## EXERCISE
Write out the entries again with "red flag" swapped for "blue flag" and everything else unchanged. Leave out the pictures.
──────── WORKING DATA ────────
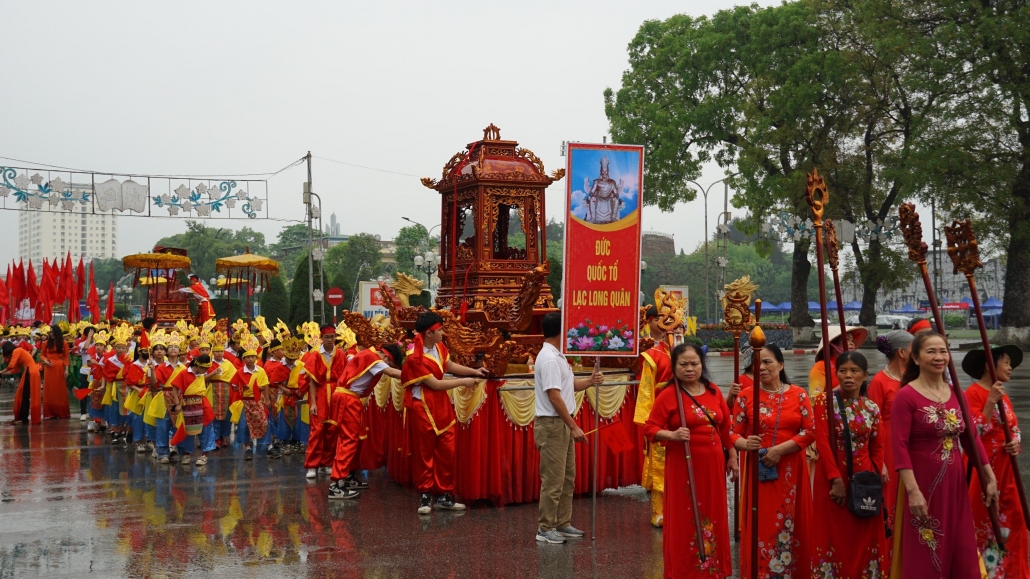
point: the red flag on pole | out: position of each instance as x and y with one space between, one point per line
32 287
93 301
110 303
80 279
────────
## WRITTEN SOLUTION
point: the blue flag on pole | out: position of each instance as x and y with one space between, one point per line
32 287
93 301
110 303
80 279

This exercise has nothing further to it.